━━ Extract provided ━━

This is not a review of Babygirl. This is a glimpse into my thought process as I try to figure out why I didn’t like Babygirl, given that this stance seems to piss people off.
To be clear: Some aspects of the film absolutely hit. (Harris Dickinson! The “Father Figure” scene! Harris Dickinson!) But I wanted to fucking love this movie, and as hard as I tried, I did not.
We could blame high expectations, but I promise: I entered Babygirl with good intentions. Ford and I attended the first showing on opening day, 10:30am on Christmas morning (an incredible use of free will tbh), and for the weeks leading up I thought about the movie constantly, watching the trailer upwards of 15 times.
I’m aware my issues might be related to this premature overindulgence, granted I did spoil many things (including the “good girl” moment) for myself. But why was I so obsessed with a film I hadn’t seen?

━━━
━━ Stored data ━━

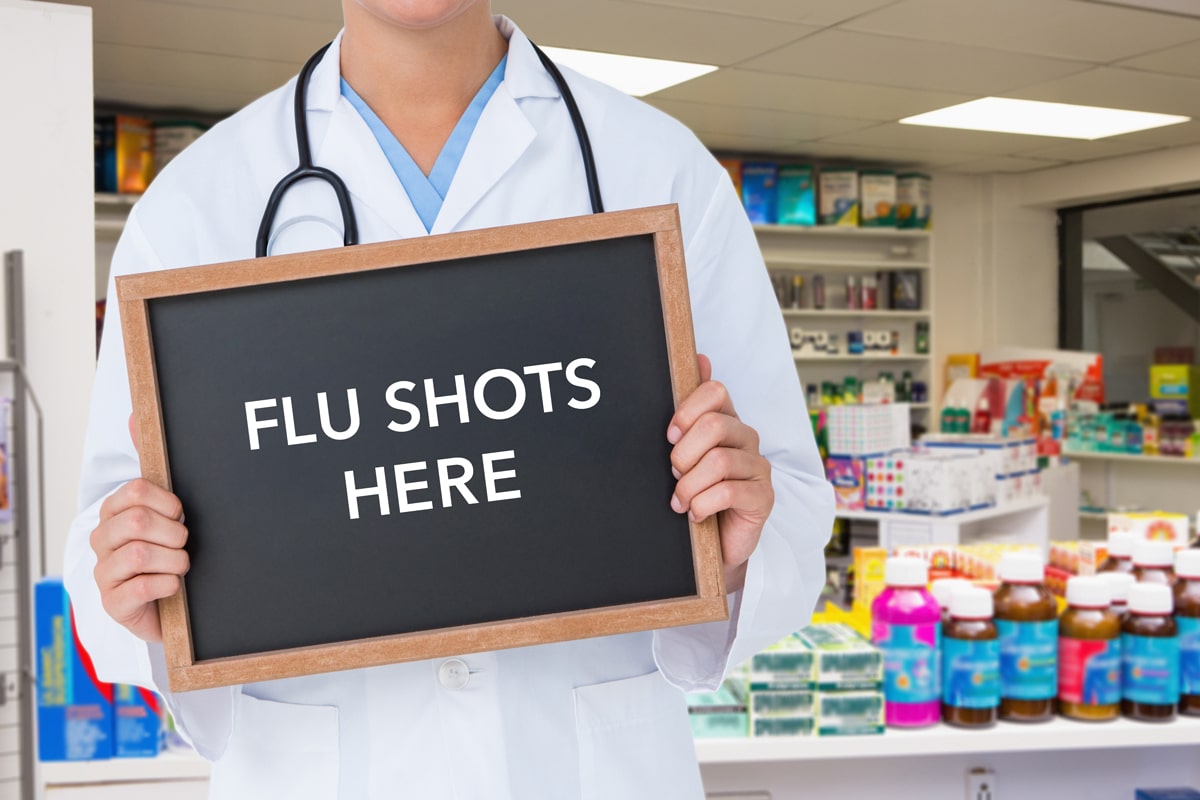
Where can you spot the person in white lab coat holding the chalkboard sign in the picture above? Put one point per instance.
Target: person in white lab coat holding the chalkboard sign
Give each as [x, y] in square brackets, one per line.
[441, 118]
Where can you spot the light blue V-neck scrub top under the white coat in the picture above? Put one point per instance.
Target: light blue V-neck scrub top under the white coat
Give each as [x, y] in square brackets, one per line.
[428, 194]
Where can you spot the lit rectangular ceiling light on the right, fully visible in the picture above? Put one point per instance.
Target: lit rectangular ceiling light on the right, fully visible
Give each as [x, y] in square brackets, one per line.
[1034, 118]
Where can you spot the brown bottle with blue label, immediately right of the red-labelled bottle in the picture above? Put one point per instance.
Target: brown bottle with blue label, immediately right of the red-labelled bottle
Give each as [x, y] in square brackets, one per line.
[1150, 655]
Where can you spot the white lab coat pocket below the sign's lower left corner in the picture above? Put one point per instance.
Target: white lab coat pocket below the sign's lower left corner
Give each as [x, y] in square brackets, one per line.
[279, 750]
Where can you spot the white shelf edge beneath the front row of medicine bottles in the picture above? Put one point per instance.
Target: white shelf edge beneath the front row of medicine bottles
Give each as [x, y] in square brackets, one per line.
[943, 741]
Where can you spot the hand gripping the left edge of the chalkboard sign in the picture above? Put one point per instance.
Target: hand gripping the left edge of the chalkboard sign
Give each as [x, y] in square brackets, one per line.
[140, 555]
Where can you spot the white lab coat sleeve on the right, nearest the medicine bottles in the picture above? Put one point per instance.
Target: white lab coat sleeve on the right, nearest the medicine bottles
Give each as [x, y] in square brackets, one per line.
[740, 327]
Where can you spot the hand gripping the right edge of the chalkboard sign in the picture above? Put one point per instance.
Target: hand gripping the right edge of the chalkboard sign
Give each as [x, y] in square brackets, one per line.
[719, 471]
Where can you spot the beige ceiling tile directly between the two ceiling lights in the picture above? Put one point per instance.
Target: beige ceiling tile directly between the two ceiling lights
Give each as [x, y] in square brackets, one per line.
[748, 89]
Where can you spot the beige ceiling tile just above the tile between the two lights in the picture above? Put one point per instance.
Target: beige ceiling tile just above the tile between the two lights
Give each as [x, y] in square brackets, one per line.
[886, 61]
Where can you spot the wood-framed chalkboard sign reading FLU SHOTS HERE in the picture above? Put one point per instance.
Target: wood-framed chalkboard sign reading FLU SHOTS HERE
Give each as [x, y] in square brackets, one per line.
[423, 448]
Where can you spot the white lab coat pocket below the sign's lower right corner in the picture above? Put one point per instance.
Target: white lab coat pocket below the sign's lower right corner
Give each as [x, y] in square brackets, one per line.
[635, 742]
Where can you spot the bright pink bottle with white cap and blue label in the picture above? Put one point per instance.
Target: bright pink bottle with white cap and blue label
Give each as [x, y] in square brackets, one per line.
[907, 627]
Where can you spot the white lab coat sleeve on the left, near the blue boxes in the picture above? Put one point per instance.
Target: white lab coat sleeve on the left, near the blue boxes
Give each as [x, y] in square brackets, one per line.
[111, 461]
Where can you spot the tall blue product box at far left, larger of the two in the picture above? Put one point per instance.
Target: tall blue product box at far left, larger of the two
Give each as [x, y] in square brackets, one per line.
[75, 708]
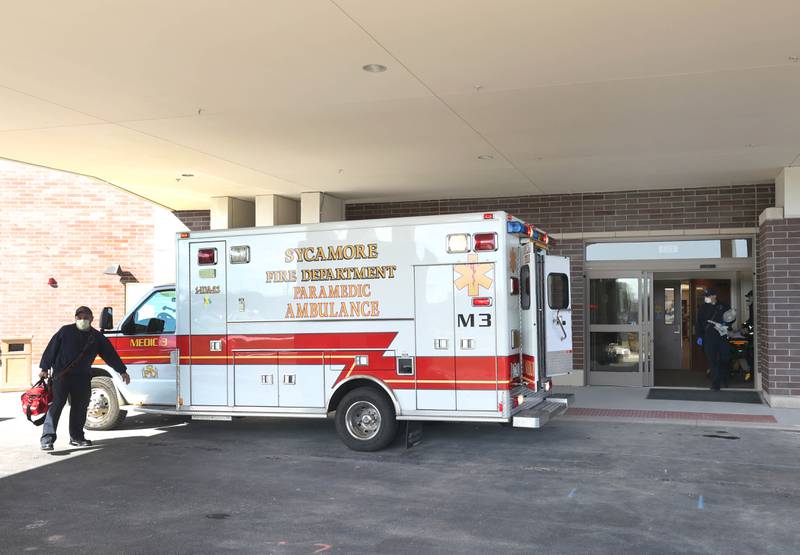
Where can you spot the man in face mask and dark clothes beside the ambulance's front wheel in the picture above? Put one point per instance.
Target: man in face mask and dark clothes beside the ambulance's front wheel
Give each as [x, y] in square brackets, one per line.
[70, 353]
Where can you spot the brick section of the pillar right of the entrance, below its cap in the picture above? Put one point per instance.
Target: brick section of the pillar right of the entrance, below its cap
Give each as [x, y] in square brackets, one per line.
[778, 309]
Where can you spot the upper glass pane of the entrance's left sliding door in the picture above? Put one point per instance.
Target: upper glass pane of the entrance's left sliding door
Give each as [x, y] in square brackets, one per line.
[614, 301]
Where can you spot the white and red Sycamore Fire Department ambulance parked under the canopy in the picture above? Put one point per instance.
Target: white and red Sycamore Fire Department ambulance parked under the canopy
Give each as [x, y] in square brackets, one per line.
[454, 318]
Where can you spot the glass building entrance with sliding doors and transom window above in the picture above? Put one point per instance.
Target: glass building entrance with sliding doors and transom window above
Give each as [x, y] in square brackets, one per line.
[642, 315]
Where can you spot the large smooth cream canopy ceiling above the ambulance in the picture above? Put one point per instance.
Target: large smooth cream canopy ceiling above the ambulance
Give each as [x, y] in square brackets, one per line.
[257, 97]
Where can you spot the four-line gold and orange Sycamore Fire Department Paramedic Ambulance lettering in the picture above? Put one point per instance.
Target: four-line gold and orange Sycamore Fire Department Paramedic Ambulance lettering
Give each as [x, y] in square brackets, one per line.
[332, 301]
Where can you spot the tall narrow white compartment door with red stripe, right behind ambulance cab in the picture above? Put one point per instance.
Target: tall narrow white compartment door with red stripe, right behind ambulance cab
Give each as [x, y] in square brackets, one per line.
[208, 324]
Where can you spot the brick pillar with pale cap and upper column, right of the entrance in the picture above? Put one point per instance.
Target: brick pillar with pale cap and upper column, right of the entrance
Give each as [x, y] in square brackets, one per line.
[778, 293]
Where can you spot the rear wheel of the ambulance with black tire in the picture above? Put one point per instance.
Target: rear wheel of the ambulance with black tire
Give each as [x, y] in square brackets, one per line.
[365, 432]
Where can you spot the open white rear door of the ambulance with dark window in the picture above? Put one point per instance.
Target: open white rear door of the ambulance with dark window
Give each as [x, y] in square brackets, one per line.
[556, 308]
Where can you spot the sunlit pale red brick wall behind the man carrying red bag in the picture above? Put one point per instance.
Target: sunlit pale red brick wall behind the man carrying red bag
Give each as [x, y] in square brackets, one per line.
[71, 228]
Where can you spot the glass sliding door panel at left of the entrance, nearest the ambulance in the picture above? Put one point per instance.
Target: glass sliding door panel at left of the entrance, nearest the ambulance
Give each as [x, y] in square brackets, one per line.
[620, 328]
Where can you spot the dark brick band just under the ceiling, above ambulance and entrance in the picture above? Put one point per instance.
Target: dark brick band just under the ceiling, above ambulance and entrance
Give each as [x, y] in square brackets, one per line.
[708, 207]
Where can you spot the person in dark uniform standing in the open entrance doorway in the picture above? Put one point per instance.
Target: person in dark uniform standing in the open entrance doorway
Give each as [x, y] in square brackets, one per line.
[715, 346]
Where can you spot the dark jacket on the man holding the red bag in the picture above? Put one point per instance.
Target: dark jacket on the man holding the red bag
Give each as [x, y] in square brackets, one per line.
[67, 344]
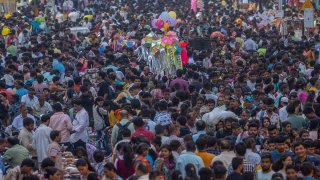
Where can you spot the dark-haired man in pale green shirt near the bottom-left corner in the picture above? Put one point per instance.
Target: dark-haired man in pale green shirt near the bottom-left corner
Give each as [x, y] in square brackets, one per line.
[16, 153]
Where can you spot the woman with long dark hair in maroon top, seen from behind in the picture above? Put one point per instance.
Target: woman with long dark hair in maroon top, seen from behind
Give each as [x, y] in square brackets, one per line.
[124, 163]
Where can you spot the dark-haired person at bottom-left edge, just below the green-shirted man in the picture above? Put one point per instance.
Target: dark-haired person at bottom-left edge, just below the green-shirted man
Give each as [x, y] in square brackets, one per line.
[21, 171]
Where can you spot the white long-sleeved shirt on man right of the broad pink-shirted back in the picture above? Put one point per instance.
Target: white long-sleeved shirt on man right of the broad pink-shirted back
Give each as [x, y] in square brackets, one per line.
[80, 125]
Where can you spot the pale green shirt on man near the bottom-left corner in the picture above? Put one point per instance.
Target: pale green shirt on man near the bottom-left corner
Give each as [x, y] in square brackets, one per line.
[15, 155]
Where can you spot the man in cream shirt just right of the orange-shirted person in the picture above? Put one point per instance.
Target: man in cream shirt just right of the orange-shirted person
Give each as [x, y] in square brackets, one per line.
[226, 155]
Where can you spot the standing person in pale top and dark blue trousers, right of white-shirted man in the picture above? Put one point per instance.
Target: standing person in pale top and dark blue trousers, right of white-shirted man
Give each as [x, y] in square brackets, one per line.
[100, 117]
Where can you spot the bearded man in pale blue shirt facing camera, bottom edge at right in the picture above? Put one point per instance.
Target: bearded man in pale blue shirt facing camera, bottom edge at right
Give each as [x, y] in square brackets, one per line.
[266, 172]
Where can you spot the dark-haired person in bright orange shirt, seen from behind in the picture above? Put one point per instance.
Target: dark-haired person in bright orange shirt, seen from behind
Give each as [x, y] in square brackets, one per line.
[207, 158]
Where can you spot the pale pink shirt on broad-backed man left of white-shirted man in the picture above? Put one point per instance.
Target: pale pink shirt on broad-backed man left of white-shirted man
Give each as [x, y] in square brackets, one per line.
[61, 122]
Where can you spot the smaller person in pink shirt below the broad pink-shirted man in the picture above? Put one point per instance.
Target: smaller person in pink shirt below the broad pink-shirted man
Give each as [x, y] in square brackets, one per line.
[54, 149]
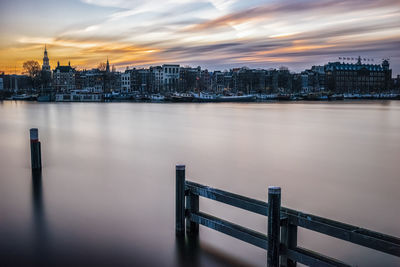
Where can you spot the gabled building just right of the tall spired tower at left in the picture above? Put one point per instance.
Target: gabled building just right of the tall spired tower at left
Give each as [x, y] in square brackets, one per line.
[64, 78]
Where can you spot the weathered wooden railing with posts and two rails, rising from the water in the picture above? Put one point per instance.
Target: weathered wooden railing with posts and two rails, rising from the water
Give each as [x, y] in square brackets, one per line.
[281, 242]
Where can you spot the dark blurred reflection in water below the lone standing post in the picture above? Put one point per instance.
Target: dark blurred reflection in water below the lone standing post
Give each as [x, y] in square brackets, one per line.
[40, 235]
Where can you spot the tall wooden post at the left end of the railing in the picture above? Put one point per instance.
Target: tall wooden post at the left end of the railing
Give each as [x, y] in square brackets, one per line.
[180, 200]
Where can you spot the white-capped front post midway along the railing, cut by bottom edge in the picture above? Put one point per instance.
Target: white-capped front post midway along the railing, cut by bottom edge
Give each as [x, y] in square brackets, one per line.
[274, 210]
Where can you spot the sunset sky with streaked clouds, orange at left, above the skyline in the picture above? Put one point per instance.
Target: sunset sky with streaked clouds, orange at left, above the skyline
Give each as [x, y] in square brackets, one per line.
[213, 34]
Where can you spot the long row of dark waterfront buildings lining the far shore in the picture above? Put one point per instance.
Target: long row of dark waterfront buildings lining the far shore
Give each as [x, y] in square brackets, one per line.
[334, 77]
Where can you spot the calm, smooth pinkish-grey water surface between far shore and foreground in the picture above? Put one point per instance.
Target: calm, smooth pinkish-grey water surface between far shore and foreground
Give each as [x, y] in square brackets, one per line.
[107, 197]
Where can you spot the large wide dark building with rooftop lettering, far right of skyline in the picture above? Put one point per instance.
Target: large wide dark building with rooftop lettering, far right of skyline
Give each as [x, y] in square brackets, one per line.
[358, 77]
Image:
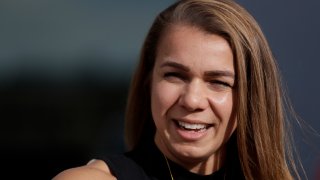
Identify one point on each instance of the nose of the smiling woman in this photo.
(194, 96)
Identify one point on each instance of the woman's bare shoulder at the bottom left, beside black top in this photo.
(95, 169)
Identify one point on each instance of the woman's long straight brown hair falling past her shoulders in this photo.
(261, 135)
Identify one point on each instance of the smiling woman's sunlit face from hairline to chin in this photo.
(192, 95)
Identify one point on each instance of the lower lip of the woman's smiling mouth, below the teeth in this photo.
(190, 135)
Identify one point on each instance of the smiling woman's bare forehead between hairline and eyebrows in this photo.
(193, 47)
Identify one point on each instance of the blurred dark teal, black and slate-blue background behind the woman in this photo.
(65, 68)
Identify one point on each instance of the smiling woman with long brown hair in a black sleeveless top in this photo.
(205, 102)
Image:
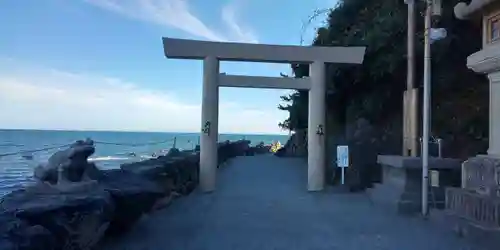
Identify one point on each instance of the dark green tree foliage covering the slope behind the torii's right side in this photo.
(374, 89)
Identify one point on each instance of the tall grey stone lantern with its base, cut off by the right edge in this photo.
(477, 203)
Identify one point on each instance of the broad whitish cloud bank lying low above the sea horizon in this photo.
(44, 98)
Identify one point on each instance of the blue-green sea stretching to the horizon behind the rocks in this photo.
(112, 149)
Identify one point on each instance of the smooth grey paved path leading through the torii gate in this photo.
(261, 203)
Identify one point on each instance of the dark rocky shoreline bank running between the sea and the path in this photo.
(41, 217)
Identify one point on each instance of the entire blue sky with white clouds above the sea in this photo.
(99, 64)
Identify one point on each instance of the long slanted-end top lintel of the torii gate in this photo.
(228, 51)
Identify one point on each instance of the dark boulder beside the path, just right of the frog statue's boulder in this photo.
(132, 196)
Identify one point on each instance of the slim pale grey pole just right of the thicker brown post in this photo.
(425, 126)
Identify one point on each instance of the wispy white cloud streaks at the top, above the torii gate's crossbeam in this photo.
(178, 14)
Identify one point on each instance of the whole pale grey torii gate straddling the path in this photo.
(213, 52)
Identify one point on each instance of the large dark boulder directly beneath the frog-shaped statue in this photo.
(77, 216)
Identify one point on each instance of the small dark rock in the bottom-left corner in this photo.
(16, 234)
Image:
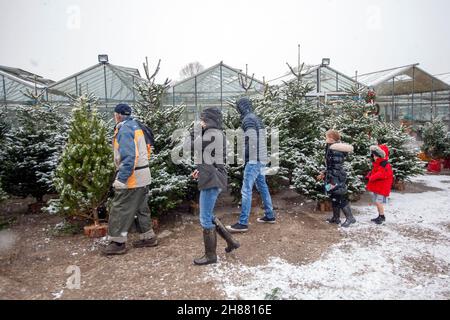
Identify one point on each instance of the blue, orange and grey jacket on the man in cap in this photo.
(131, 155)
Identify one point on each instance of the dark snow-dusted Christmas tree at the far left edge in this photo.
(34, 146)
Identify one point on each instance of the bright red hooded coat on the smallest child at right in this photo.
(381, 177)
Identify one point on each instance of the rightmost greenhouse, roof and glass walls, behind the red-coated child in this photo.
(409, 94)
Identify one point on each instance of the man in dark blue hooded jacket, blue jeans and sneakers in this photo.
(255, 156)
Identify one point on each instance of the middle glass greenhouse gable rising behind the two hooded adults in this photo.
(212, 88)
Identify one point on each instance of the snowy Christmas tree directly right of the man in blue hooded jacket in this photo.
(300, 124)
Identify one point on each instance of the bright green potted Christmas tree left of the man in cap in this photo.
(85, 172)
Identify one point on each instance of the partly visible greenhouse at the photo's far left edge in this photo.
(17, 85)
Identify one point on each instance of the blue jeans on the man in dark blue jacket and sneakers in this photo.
(254, 173)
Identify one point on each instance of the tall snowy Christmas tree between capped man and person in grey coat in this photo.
(171, 183)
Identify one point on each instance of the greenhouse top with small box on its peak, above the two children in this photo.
(328, 85)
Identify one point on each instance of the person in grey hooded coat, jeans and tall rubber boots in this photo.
(212, 180)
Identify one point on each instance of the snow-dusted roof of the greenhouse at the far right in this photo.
(403, 81)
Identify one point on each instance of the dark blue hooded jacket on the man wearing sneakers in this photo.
(255, 146)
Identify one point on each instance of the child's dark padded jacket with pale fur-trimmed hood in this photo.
(335, 173)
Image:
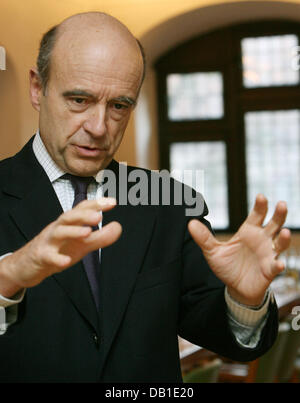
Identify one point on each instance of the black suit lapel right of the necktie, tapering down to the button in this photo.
(121, 263)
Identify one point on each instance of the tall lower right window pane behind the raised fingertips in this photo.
(273, 159)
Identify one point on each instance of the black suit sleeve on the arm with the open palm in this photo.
(204, 312)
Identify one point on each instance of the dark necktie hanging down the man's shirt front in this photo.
(91, 260)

━━━

Task brief: According to the essay about Babygirl, when did the writer see the first showing of the film? The data above is not needed here.

Output: At 10:30am on Christmas morning, which was opening day.